[START DATA EXTRACT]

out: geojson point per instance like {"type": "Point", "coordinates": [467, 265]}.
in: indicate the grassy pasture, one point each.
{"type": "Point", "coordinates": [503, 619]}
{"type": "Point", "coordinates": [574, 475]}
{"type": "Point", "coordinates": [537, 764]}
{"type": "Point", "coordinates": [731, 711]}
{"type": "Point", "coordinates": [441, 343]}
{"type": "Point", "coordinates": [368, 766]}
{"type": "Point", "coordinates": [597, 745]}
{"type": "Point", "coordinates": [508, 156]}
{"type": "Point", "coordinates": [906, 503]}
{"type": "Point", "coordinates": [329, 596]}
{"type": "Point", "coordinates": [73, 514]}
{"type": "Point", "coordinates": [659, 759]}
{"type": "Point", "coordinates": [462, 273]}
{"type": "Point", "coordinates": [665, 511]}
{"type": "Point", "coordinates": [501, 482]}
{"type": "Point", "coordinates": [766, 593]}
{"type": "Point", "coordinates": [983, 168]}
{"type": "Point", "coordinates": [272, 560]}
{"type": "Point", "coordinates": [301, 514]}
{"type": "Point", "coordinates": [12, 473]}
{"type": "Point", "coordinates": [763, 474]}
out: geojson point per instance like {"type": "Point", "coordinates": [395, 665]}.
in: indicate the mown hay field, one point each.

[END DATA EXTRACT]

# [WRITTEN INSTRUCTION]
Can you write out all of the entries above again, substituting "mark" for "indicate" wherever it occurs and changing nothing else?

# [TASK ANSWER]
out: geojson point per instance like {"type": "Point", "coordinates": [467, 265]}.
in: mark the grassy pasture, one point each.
{"type": "Point", "coordinates": [503, 619]}
{"type": "Point", "coordinates": [574, 475]}
{"type": "Point", "coordinates": [537, 764]}
{"type": "Point", "coordinates": [731, 711]}
{"type": "Point", "coordinates": [441, 343]}
{"type": "Point", "coordinates": [368, 766]}
{"type": "Point", "coordinates": [597, 745]}
{"type": "Point", "coordinates": [508, 156]}
{"type": "Point", "coordinates": [906, 503]}
{"type": "Point", "coordinates": [329, 596]}
{"type": "Point", "coordinates": [73, 514]}
{"type": "Point", "coordinates": [659, 759]}
{"type": "Point", "coordinates": [462, 273]}
{"type": "Point", "coordinates": [665, 511]}
{"type": "Point", "coordinates": [501, 482]}
{"type": "Point", "coordinates": [766, 593]}
{"type": "Point", "coordinates": [983, 168]}
{"type": "Point", "coordinates": [272, 560]}
{"type": "Point", "coordinates": [301, 514]}
{"type": "Point", "coordinates": [12, 473]}
{"type": "Point", "coordinates": [763, 474]}
out: geojson point per instance like {"type": "Point", "coordinates": [395, 665]}.
in: mark the mown hay field, one point each.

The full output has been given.